**Directive 1**
In the tokenizer thread, condense the paragraph beginning "CSV has a lot of issues" into a single shorter sentence that keeps its main points.
**Directive 2**
In the tokenizer thread, how many fields does the delimited string a,,b,c contain, and how many of them are empty?
**Directive 3**
Reproduce verbatim the stretch of the tokenizer thread from "CSV has a lot" through "of word characters.".

CSV has a lot of issues (consider, for example, quoting and escaping
quotes), and if you wanted ;: to handle csv you would probably think
about adding new operations to deal with the complexity.

Thanks,

-- 
Raul


On Fri, Apr 7, 2017 at 3:03 PM, 'Pascal Jasmin' via Programming
<[email protected]> wrote:
> skipping a character is done "all the time", by resetting j.  It can only 
> skip over the begining of word characters.
>
>>it's hard to imagine a case where empty tokens are meaningful and
>
> useful.
>
> csv or other delimited data:
>
> a,,b,c has 4 fields.  one empty.
>
> there'd be no change to the state machine tokeninizing J language.  You are 
> currently not allowed to emit empty.  The change would not force you to start 
> doing so.
>
>>(from a comprehensibility point of view) to
>
> be using <;._1 or <;._2 for that
>
> its slower.   and the equivalent sj matrix to <;._1 is a single "row".

**Extracted material**
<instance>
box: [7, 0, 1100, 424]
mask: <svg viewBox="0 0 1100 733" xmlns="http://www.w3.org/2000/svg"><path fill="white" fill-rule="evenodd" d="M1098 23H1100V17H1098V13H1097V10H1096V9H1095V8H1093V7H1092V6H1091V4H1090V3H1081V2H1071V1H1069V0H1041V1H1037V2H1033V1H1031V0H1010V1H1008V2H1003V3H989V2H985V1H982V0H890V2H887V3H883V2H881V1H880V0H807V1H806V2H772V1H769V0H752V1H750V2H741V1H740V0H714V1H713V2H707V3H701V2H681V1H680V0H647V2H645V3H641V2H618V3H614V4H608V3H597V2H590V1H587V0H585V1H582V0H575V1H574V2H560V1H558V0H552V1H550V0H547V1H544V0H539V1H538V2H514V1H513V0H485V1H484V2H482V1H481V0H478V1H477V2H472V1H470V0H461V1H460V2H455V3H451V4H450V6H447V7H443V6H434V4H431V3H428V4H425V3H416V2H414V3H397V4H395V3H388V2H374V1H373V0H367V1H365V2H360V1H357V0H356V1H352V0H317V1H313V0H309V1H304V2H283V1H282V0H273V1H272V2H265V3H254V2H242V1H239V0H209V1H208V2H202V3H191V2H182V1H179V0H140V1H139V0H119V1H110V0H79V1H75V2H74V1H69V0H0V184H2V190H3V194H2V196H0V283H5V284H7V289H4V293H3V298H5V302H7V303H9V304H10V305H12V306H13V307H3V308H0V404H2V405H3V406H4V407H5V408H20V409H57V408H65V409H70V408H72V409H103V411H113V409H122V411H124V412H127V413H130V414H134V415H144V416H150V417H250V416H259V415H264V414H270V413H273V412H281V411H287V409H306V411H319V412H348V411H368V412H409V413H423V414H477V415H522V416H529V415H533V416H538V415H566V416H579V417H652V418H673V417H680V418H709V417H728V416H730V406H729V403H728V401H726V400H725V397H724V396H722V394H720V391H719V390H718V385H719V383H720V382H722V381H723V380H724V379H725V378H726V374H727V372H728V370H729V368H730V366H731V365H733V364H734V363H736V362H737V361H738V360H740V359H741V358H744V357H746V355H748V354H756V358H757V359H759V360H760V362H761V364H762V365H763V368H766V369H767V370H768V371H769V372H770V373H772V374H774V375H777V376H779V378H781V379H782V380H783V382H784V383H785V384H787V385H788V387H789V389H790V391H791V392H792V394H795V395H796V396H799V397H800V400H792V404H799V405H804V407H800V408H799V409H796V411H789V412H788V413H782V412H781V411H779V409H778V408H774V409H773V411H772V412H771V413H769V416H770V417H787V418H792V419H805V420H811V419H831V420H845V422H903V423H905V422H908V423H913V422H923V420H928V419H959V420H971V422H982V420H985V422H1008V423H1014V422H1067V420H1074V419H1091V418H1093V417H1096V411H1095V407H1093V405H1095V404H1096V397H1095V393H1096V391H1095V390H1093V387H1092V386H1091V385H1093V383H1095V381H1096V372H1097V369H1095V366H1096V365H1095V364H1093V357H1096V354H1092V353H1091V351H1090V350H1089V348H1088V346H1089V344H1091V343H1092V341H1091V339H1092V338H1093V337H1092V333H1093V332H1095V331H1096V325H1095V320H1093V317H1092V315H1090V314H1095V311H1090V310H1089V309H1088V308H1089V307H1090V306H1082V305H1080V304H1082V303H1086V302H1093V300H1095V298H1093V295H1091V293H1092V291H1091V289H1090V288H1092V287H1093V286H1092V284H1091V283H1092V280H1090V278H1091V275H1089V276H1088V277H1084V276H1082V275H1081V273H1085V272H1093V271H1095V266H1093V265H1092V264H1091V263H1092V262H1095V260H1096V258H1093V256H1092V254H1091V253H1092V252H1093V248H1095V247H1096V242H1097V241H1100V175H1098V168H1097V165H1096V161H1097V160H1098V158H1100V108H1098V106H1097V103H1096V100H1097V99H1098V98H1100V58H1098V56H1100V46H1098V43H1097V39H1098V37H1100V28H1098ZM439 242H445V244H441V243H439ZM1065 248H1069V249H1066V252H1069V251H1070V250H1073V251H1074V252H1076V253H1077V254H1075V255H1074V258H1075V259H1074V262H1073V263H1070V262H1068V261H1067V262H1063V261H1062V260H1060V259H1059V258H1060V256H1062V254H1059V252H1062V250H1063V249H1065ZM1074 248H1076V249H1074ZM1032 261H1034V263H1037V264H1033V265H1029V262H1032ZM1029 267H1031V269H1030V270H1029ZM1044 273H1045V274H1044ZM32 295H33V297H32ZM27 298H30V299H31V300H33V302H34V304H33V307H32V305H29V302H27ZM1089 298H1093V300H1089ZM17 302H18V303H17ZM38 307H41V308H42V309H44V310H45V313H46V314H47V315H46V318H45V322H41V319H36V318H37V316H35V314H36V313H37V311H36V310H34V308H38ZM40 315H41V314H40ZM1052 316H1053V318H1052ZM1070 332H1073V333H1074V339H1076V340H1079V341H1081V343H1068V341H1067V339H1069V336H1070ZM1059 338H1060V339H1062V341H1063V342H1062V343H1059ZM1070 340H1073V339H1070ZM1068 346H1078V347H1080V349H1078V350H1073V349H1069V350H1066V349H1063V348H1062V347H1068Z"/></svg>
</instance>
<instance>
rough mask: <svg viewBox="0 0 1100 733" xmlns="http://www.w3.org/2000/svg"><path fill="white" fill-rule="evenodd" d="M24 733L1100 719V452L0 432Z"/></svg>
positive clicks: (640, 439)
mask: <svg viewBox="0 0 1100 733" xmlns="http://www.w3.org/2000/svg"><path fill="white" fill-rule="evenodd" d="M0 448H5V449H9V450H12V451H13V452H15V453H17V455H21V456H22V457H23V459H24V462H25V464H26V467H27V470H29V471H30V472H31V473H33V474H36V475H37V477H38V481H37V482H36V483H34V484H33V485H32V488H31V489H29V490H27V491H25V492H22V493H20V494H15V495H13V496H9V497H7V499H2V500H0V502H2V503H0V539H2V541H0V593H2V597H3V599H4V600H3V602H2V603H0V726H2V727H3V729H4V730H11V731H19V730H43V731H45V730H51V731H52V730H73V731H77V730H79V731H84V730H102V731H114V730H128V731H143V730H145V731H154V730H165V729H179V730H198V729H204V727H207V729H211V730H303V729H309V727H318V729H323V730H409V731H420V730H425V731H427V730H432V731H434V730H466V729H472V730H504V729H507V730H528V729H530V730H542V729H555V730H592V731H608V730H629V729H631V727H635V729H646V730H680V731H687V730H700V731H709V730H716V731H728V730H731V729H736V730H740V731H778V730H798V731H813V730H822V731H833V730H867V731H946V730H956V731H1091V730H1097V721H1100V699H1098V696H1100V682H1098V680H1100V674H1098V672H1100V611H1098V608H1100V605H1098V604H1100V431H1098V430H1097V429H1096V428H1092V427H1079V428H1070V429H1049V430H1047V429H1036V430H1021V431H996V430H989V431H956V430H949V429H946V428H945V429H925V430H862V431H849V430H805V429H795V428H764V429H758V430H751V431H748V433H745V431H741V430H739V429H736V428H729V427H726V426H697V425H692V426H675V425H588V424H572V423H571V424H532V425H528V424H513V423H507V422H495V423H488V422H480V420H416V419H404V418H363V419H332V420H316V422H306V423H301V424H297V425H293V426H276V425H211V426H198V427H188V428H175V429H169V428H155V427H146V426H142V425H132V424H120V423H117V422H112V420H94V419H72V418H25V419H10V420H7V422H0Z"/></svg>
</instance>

**Exercise response 1**
CSV brings many complications, such as quoting and escaping quotes, so handling it with ;: would probably call for new operations to manage that complexity.

**Exercise response 2**
It has 4 fields, one of them empty.

**Exercise response 3**
CSV has a lot of issues (consider, for example, quoting and escaping
quotes), and if you wanted ;: to handle csv you would probably think
about adding new operations to deal with the complexity.

Thanks,

-- 
Raul


On Fri, Apr 7, 2017 at 3:03 PM, 'Pascal Jasmin' via Programming
<[email protected]> wrote:
> skipping a character is done "all the time", by resetting j.  It can only 
> skip over the begining of word characters.